# What you need to do
Please name the player who, according to the forum thread, has been suspended for the season by the Wizards.

# Excerpt
— Begin —

He wouldn't be bad coming off the bench then. Pretty good actually. Keep him and then trade Skinner. :whoknows:


----------



## Pejavlade (Jul 10, 2004)

Peja needs to stay same with Bibby and Brad everyone eles can be replaced but thats the core we need to build around. Id like to see us pick up a big man for Corliss and Skinner maybe even Cat.


----------



## Peja Vu (Jun 9, 2002)

Totally agree on Hughes. If Petrie could somehow get him in a S & T that would be amazing.


----------



## DaUnbreakableKinG (Jun 28, 2003)

Kwame Brown has been suspended for the season by the Wizards. Maybe he would be available. :whoknows:


----------



## Peja Vu (Jun 9, 2002)

Offseason of uncertainty



> Five questions to consider
> 1. Will Cuttino Mobley opt out of his contract, and how will the Kings deal with the decision?
> 2. How will basketball president Geoff Petrie address the need for athleticism and toughness?
> 
> ...


----------



## Twix (Mar 19, 2005)

^Those are some good questions. Should be an exciting offseason!


----------



## DaUnbreakableKinG (Jun 28, 2003)

Peja Vu said:


> Offseason of uncertainty
> 
> Five questions to consider
> 1. Will Cuttino Mobley opt out of his contract, and how will the Kings deal with the decision? * I like him but if we could get someone better for him am all for it.*
> ...



GO KINGS!!!


----------

— End —

# Information shown
— Begin —

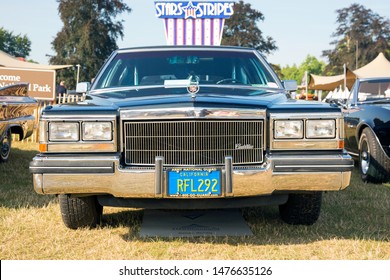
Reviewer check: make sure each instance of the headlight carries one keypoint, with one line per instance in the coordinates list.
(320, 129)
(97, 131)
(288, 129)
(64, 131)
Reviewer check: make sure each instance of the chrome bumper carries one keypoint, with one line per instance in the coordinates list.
(84, 174)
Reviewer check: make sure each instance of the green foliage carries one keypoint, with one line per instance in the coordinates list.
(241, 29)
(359, 38)
(15, 45)
(88, 36)
(312, 65)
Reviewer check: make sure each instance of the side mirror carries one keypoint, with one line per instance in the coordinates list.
(83, 87)
(290, 85)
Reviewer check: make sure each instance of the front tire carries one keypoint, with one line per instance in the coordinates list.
(80, 212)
(371, 159)
(301, 209)
(5, 146)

— End —

# Answer for the task
Kwame Brown